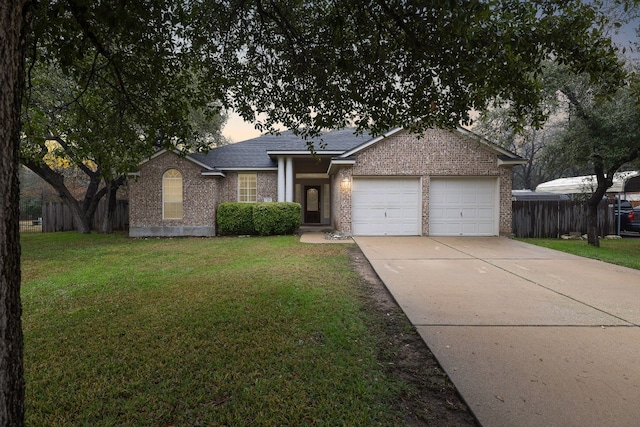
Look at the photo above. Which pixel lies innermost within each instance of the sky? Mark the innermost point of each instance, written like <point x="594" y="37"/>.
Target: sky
<point x="237" y="130"/>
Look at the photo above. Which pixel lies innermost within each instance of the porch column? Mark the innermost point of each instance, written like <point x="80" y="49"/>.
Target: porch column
<point x="289" y="180"/>
<point x="281" y="182"/>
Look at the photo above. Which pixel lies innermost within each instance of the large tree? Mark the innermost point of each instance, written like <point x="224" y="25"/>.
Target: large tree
<point x="14" y="26"/>
<point x="309" y="65"/>
<point x="600" y="133"/>
<point x="84" y="125"/>
<point x="111" y="97"/>
<point x="380" y="63"/>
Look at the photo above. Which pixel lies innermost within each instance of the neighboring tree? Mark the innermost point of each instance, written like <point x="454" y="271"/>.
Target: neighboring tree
<point x="309" y="65"/>
<point x="602" y="134"/>
<point x="529" y="142"/>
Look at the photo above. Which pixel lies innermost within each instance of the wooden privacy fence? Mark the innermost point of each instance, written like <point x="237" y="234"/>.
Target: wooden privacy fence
<point x="538" y="218"/>
<point x="56" y="216"/>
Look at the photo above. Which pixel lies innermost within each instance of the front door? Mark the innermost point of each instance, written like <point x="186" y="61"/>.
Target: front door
<point x="312" y="204"/>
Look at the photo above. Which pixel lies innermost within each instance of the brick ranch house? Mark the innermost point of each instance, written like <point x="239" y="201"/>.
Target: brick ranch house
<point x="444" y="183"/>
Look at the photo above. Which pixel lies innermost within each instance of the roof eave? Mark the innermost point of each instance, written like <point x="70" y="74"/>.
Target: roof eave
<point x="213" y="173"/>
<point x="511" y="161"/>
<point x="338" y="163"/>
<point x="370" y="142"/>
<point x="304" y="153"/>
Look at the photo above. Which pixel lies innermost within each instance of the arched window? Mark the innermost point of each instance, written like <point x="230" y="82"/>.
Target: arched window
<point x="172" y="194"/>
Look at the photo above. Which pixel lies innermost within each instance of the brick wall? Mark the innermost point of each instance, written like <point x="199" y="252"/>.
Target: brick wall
<point x="199" y="198"/>
<point x="436" y="153"/>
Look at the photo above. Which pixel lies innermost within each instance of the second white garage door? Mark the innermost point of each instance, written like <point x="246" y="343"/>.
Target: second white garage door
<point x="463" y="207"/>
<point x="386" y="206"/>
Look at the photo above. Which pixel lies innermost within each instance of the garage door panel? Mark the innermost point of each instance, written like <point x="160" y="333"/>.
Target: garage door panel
<point x="386" y="206"/>
<point x="463" y="207"/>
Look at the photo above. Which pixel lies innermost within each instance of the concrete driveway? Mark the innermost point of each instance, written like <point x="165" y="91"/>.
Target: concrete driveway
<point x="529" y="336"/>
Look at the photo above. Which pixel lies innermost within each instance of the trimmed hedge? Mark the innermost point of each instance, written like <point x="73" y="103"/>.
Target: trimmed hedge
<point x="235" y="218"/>
<point x="276" y="218"/>
<point x="265" y="219"/>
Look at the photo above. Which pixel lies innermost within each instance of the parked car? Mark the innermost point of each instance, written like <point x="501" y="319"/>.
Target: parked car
<point x="627" y="215"/>
<point x="634" y="224"/>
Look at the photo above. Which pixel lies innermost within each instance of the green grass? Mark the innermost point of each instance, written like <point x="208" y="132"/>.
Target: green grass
<point x="625" y="252"/>
<point x="186" y="332"/>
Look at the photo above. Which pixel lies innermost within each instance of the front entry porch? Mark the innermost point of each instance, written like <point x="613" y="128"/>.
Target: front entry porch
<point x="304" y="180"/>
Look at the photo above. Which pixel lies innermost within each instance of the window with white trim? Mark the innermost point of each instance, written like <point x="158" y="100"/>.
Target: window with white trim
<point x="247" y="187"/>
<point x="172" y="194"/>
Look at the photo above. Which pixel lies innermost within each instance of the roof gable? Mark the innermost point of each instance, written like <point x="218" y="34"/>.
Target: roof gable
<point x="504" y="156"/>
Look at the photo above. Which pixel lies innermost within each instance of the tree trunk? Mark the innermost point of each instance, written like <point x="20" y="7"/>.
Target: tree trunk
<point x="107" y="223"/>
<point x="15" y="17"/>
<point x="592" y="223"/>
<point x="81" y="219"/>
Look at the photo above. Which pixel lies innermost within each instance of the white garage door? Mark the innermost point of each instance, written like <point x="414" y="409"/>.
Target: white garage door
<point x="463" y="207"/>
<point x="386" y="206"/>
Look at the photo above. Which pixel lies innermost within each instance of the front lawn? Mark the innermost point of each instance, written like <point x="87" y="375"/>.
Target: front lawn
<point x="211" y="332"/>
<point x="625" y="252"/>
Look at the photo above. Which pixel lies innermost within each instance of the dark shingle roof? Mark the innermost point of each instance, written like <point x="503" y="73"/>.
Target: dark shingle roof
<point x="252" y="154"/>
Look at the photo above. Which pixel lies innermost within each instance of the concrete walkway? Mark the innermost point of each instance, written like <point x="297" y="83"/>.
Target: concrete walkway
<point x="529" y="336"/>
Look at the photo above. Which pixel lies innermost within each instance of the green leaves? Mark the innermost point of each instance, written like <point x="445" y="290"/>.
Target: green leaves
<point x="381" y="64"/>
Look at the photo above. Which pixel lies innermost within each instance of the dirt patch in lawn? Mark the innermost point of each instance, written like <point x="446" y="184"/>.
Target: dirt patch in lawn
<point x="430" y="399"/>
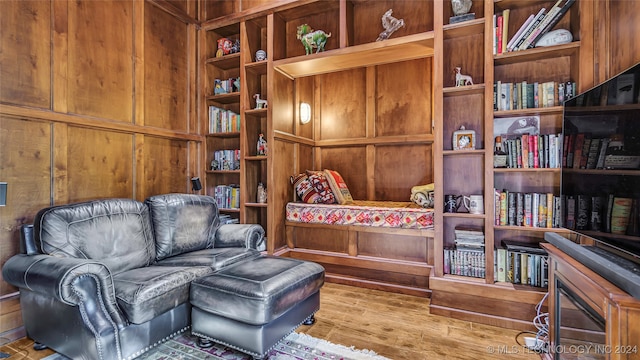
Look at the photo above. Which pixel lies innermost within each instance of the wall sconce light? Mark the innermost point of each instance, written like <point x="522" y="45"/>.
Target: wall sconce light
<point x="196" y="185"/>
<point x="305" y="113"/>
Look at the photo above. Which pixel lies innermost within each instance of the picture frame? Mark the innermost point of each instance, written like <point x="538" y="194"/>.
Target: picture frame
<point x="464" y="139"/>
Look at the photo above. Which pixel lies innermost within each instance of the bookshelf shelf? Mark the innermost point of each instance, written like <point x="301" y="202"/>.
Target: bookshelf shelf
<point x="463" y="90"/>
<point x="229" y="98"/>
<point x="230" y="134"/>
<point x="529" y="111"/>
<point x="465" y="28"/>
<point x="535" y="54"/>
<point x="523" y="170"/>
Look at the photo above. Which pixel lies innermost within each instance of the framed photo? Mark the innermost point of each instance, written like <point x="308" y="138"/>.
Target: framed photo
<point x="464" y="139"/>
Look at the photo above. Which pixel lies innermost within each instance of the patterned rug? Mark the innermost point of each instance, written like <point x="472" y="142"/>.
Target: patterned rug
<point x="293" y="347"/>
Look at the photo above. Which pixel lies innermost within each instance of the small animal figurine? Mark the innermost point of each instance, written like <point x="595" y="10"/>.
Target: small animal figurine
<point x="312" y="39"/>
<point x="462" y="80"/>
<point x="260" y="103"/>
<point x="390" y="25"/>
<point x="262" y="145"/>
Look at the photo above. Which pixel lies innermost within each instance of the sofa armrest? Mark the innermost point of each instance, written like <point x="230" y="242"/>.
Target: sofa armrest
<point x="72" y="281"/>
<point x="240" y="235"/>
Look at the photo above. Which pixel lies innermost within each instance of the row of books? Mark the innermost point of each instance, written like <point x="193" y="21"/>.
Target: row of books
<point x="226" y="160"/>
<point x="531" y="30"/>
<point x="533" y="151"/>
<point x="223" y="120"/>
<point x="619" y="215"/>
<point x="521" y="263"/>
<point x="227" y="196"/>
<point x="538" y="210"/>
<point x="584" y="152"/>
<point x="464" y="262"/>
<point x="228" y="219"/>
<point x="531" y="95"/>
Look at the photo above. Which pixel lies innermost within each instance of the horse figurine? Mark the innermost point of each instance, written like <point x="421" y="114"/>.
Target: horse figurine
<point x="462" y="80"/>
<point x="390" y="25"/>
<point x="312" y="39"/>
<point x="260" y="103"/>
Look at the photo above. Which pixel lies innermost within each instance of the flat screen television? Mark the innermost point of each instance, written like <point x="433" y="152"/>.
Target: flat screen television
<point x="600" y="180"/>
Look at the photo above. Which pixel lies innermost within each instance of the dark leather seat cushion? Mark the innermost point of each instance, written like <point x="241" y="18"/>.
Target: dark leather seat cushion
<point x="257" y="291"/>
<point x="147" y="292"/>
<point x="216" y="258"/>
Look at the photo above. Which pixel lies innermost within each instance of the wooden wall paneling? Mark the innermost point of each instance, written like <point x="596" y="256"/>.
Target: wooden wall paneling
<point x="25" y="158"/>
<point x="60" y="171"/>
<point x="194" y="125"/>
<point x="139" y="26"/>
<point x="403" y="95"/>
<point x="624" y="50"/>
<point x="464" y="174"/>
<point x="100" y="164"/>
<point x="100" y="70"/>
<point x="412" y="165"/>
<point x="343" y="114"/>
<point x="350" y="162"/>
<point x="215" y="8"/>
<point x="166" y="166"/>
<point x="25" y="55"/>
<point x="140" y="191"/>
<point x="166" y="70"/>
<point x="279" y="191"/>
<point x="60" y="56"/>
<point x="437" y="83"/>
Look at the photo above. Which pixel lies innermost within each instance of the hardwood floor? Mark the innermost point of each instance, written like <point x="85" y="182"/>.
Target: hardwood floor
<point x="393" y="325"/>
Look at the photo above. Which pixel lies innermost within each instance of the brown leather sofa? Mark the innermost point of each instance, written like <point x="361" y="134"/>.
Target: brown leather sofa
<point x="110" y="279"/>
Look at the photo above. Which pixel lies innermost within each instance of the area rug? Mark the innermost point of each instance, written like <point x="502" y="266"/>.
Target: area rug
<point x="294" y="347"/>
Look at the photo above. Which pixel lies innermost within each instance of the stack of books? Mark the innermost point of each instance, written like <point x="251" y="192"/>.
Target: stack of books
<point x="522" y="263"/>
<point x="467" y="258"/>
<point x="530" y="32"/>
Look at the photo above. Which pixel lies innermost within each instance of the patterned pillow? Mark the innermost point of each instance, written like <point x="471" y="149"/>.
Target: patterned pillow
<point x="320" y="183"/>
<point x="305" y="191"/>
<point x="339" y="187"/>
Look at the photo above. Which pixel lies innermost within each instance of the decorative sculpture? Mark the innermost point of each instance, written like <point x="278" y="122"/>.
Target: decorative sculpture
<point x="260" y="103"/>
<point x="462" y="80"/>
<point x="262" y="145"/>
<point x="312" y="39"/>
<point x="390" y="25"/>
<point x="461" y="10"/>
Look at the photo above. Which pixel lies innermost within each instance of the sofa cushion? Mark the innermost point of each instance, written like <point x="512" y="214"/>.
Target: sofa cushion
<point x="147" y="292"/>
<point x="216" y="259"/>
<point x="183" y="223"/>
<point x="116" y="232"/>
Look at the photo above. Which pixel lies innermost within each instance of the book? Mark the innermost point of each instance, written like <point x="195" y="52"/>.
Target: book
<point x="620" y="212"/>
<point x="501" y="260"/>
<point x="518" y="33"/>
<point x="505" y="31"/>
<point x="535" y="22"/>
<point x="552" y="22"/>
<point x="538" y="27"/>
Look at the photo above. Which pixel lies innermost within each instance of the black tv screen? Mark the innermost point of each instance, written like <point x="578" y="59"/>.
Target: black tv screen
<point x="600" y="180"/>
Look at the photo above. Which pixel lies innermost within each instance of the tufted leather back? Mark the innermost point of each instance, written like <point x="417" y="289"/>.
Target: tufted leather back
<point x="116" y="232"/>
<point x="183" y="223"/>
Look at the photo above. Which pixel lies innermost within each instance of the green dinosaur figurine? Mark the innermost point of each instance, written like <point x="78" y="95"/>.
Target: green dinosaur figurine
<point x="312" y="39"/>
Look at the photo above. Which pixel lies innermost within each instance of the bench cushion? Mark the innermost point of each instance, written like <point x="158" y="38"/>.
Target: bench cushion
<point x="257" y="291"/>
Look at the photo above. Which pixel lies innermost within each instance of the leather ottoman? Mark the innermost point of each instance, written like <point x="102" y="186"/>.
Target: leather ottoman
<point x="254" y="304"/>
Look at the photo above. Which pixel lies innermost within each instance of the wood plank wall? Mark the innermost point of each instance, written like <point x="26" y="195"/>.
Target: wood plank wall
<point x="97" y="99"/>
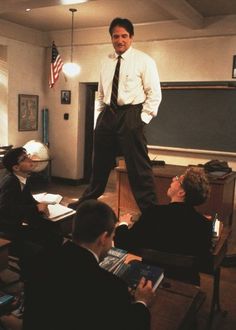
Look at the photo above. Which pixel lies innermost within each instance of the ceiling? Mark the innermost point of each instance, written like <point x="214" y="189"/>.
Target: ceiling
<point x="52" y="15"/>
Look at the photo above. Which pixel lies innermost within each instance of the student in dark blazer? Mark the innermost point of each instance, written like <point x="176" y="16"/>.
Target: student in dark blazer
<point x="176" y="227"/>
<point x="75" y="292"/>
<point x="18" y="207"/>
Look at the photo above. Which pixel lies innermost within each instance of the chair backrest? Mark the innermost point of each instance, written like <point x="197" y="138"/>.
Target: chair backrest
<point x="177" y="266"/>
<point x="167" y="259"/>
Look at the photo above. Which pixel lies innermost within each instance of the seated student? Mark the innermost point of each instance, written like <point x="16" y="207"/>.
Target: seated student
<point x="75" y="292"/>
<point x="17" y="207"/>
<point x="176" y="227"/>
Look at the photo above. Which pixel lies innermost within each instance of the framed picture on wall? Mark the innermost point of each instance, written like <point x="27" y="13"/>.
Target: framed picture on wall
<point x="234" y="67"/>
<point x="28" y="112"/>
<point x="65" y="97"/>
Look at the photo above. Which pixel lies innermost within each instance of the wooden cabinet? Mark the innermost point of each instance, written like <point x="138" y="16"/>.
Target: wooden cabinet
<point x="221" y="198"/>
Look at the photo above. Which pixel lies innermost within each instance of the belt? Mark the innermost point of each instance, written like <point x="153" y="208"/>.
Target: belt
<point x="138" y="106"/>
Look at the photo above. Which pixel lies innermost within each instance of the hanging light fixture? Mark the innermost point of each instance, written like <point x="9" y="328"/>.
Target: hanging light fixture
<point x="71" y="69"/>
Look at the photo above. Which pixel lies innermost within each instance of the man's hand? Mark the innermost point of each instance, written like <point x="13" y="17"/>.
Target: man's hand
<point x="144" y="292"/>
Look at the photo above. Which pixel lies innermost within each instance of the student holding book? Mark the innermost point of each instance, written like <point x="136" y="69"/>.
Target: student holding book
<point x="176" y="227"/>
<point x="75" y="292"/>
<point x="22" y="218"/>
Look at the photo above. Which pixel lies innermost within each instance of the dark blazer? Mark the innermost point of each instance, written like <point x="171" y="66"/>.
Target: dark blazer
<point x="16" y="205"/>
<point x="175" y="228"/>
<point x="76" y="293"/>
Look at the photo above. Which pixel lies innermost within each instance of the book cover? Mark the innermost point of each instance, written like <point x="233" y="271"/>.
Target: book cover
<point x="113" y="259"/>
<point x="5" y="298"/>
<point x="48" y="198"/>
<point x="56" y="211"/>
<point x="132" y="272"/>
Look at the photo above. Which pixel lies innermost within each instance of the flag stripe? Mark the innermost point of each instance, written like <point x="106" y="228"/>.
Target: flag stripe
<point x="56" y="66"/>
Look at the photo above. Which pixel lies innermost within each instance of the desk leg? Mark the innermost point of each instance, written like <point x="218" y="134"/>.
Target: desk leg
<point x="215" y="302"/>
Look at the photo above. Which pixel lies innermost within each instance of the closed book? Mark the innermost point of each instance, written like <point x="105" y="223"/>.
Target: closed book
<point x="113" y="259"/>
<point x="5" y="298"/>
<point x="58" y="211"/>
<point x="132" y="273"/>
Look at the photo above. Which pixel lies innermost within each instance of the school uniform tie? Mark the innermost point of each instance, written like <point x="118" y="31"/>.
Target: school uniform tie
<point x="115" y="82"/>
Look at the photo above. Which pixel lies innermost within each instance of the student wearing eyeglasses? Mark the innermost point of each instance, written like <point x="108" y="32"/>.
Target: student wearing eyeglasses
<point x="176" y="227"/>
<point x="22" y="218"/>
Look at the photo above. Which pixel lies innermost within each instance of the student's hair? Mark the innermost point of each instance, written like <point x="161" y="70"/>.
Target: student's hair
<point x="123" y="22"/>
<point x="91" y="220"/>
<point x="196" y="186"/>
<point x="11" y="157"/>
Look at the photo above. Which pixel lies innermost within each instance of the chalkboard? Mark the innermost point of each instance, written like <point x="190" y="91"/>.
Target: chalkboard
<point x="198" y="117"/>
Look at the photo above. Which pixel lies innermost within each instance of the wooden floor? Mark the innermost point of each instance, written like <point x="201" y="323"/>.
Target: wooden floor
<point x="228" y="274"/>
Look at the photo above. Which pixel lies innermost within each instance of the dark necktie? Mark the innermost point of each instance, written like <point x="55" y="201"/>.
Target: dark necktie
<point x="115" y="81"/>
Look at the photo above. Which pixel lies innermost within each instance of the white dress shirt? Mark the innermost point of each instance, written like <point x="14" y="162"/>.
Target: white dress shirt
<point x="138" y="82"/>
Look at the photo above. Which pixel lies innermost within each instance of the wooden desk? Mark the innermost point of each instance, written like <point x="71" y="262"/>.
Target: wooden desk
<point x="175" y="305"/>
<point x="221" y="198"/>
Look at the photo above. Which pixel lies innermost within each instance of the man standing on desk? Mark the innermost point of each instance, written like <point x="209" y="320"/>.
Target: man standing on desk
<point x="129" y="95"/>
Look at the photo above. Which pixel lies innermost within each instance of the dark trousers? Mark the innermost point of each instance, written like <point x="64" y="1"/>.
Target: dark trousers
<point x="120" y="133"/>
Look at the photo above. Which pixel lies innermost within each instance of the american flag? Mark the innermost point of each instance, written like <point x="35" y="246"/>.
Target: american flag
<point x="56" y="66"/>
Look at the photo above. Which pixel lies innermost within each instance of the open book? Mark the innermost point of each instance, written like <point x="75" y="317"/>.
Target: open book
<point x="131" y="268"/>
<point x="133" y="271"/>
<point x="58" y="212"/>
<point x="113" y="259"/>
<point x="48" y="198"/>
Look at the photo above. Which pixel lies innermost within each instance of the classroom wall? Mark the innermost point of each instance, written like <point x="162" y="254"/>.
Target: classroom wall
<point x="203" y="56"/>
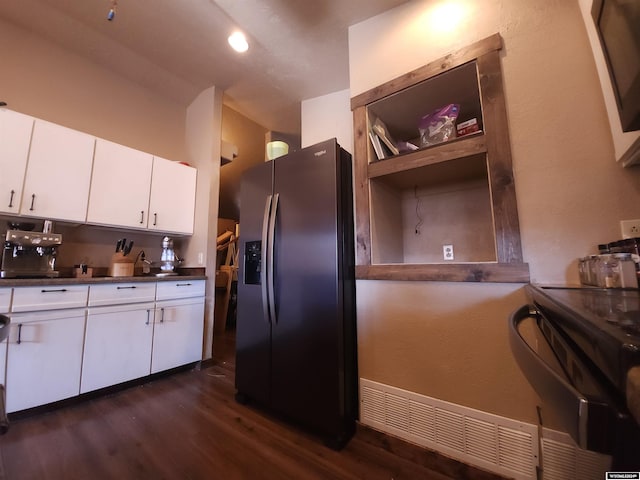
• • • •
## Task to carry out
Pick out each line in the listing above that contains the word "open", and copy those lines in full.

## Output for this task
Look at the photo above. Which pixel lies innermost within each instance of the open book? Mark the innermost point of each instance, written like <point x="75" y="317"/>.
Target: open book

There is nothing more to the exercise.